WHAT TO DO: Scale the listing below by reproducing every line, requests included, with each coordinate in the answers multiplied by 0.6 and rounded to the nearest whole number, halves rounding up. Omit the pictures from your response.

(Object location entries for images)
[START]

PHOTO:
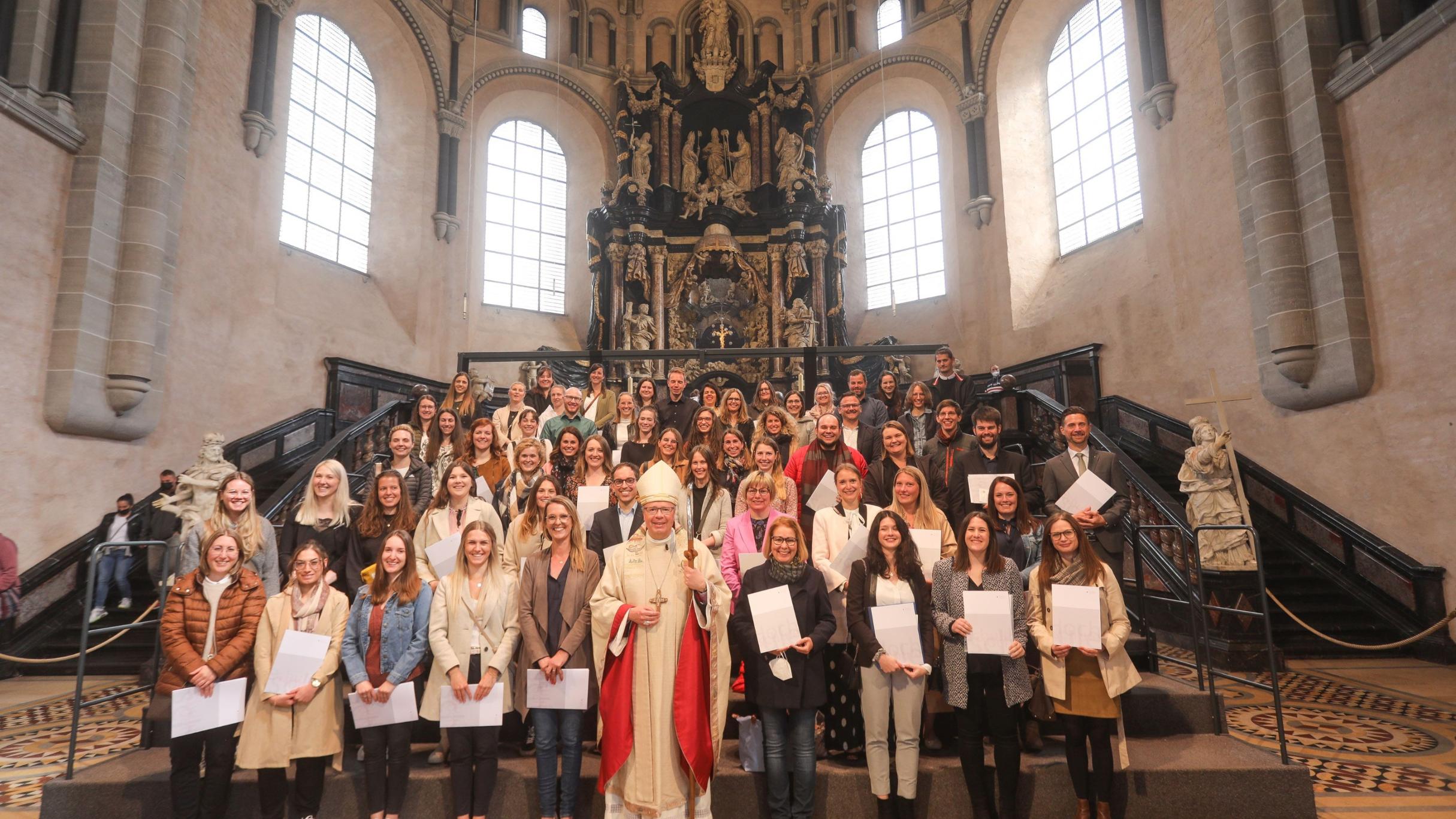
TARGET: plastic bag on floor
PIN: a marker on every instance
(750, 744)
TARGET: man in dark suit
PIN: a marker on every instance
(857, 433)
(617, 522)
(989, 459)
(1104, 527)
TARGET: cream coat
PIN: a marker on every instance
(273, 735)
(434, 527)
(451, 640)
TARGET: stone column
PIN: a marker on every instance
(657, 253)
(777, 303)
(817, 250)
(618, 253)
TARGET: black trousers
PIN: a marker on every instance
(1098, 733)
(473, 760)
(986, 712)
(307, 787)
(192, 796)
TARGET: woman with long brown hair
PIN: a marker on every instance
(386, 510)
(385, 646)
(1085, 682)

[END]

WRITTEN SOLUTION:
PHOTO:
TARGET: plastic bag on floor
PIN: a marker on every instance
(450, 446)
TARGET: man in dark suit
PIN: a marker on every instance
(514, 260)
(370, 313)
(593, 275)
(662, 316)
TARGET: cream coat
PIN: a marker on every instance
(164, 441)
(260, 316)
(271, 384)
TARGET: stone column
PIN: a marker on every instance
(394, 152)
(466, 182)
(490, 150)
(371, 152)
TARGET: black trousers
PIN: a marker on every instance
(659, 440)
(284, 456)
(592, 427)
(184, 472)
(115, 478)
TARGET: woman with long brown hair
PIN: a marker on every instance
(232, 306)
(231, 388)
(651, 409)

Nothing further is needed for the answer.